• _TASK INSTRUCTIONS_
1: Answer these questions using the passage about reinstalling the LEDs.
(a) What did the writer find after inspecting the old LEDs?
(b) What voltage showed at the positive side of the yellow LED?
(c) At which connectors was good power verified?
2: Write out the stretch of the passage about reinstalling the LEDs from "Bad news first" through "ground connection. Bah.", word for word.
3: Write what comes next in the passage about reinstalling the LEDs, picking up after its final sentence.

Bad news first - I got the old LEDs out and inspected them visually, once I had bright enough backlighting. Indeed, I had them installed backwards. But somewhat worse news, for the life of me I cannot get the negative (ground) through-holes cleaned out, for either LED. The positive holes, with the vias connected only to the traces, came clean easily. But I think the big ground plane inside that thick board is NOT letting me get enough heat in there to clean out the via. I already lifted one square pad (ugh!) but I've confirmed that the remaining "plug" of solder inside the via still has good ground connection. Bah.

 

But on to the good news. Before I removed the LEDs, I plugged in the board and confirmed I had a good 5VDC showing at the positive side of the yellow "5 VDC" LED. Well, now that I know the correct positive side anyway. :) So I powered up the board and verified that I now had 5VDC at the green LED as well. Even better, I verified that I have good power at J1, J22, J23 and J24, so ... the board is powered up. Huzzah.

 

More semi-good news. I managed to extract each LED intact, short legs and all, and when I reversed them and finagled them into the clean positive holes and wedged them against the negative plug in the through hole, they work and confirmed my voltage measurements by obligingly lighting up.

• _Stored data entries_
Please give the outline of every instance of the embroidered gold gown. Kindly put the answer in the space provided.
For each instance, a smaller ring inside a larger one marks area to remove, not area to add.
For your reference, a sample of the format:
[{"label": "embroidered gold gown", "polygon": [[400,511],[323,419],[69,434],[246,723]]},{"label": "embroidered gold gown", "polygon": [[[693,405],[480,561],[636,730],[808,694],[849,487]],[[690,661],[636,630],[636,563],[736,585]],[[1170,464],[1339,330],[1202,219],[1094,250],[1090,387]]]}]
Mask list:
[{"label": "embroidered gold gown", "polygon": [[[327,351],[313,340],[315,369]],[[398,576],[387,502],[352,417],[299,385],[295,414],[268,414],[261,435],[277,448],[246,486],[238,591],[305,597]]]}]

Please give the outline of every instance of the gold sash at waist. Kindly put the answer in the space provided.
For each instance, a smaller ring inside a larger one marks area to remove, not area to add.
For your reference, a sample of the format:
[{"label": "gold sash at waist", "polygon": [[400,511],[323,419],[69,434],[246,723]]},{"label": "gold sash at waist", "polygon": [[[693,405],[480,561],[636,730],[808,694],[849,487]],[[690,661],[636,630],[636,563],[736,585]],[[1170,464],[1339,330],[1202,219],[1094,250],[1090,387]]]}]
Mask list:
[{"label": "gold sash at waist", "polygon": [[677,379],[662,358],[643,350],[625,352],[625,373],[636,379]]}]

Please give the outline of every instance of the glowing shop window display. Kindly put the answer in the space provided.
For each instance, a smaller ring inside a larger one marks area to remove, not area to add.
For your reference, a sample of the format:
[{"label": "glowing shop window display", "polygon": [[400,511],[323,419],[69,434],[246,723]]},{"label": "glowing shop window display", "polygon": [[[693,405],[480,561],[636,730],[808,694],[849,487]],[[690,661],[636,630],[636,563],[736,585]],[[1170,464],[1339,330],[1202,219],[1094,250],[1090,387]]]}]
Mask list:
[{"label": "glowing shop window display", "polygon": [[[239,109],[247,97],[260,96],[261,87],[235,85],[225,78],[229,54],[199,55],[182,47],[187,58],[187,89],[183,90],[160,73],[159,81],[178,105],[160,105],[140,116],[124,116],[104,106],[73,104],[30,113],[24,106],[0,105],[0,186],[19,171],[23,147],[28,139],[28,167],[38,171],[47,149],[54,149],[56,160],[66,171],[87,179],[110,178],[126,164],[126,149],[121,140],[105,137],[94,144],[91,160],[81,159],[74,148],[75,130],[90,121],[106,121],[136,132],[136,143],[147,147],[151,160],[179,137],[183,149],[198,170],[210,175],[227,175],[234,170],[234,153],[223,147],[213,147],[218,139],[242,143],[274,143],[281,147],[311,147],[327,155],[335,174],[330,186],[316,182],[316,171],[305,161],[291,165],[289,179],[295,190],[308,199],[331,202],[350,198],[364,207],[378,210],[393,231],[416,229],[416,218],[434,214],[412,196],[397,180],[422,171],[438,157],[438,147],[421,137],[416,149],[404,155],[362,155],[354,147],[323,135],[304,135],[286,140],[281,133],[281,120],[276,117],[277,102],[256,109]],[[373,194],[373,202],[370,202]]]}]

• _TASK-BY-TASK ANSWERS_
1:
(a) The LEDs had been installed backwards.
(b) 5VDC.
(c) J1, J22, J23 and J24.

2:
Bad news first - I got the old LEDs out and inspected them visually, once I had bright enough backlighting. Indeed, I had them installed backwards. But somewhat worse news, for the life of me I cannot get the negative (ground) through-holes cleaned out, for either LED. The positive holes, with the vias connected only to the traces, came clean easily. But I think the big ground plane inside that thick board is NOT letting me get enough heat in there to clean out the via. I already lifted one square pad (ugh!) but I've confirmed that the remaining "plug" of solder inside the via still has good ground connection. Bah.

3:
 

So now I have a decision, I guess. Do I try to clean out those ground plane holes tomorrow with fresh solder and flux and a larger tip on the iron? Or do I say screw it, mount new LEDs half-assed by cutting the negative leg short and "solder welding" it in place to the existing solder plug in each negative hole? Or just leave off the LEDs entirely? Once I have the board cased I'll end up building one of Michael's status boards for the Realan case anyway so these won't matter as much, I suppose, except cosmetically.

 

Thoughts?

 

(ALSO: I'm already planning to build out my second bare board at some point in the fall probably, funds permitting, and moving over the U1MB and Atari ICs, in all likelihood. So these kinds of lessons are definitely going into my mental notebook! Experience can be painful but discovering how to fail and bounce back is an important part of life.)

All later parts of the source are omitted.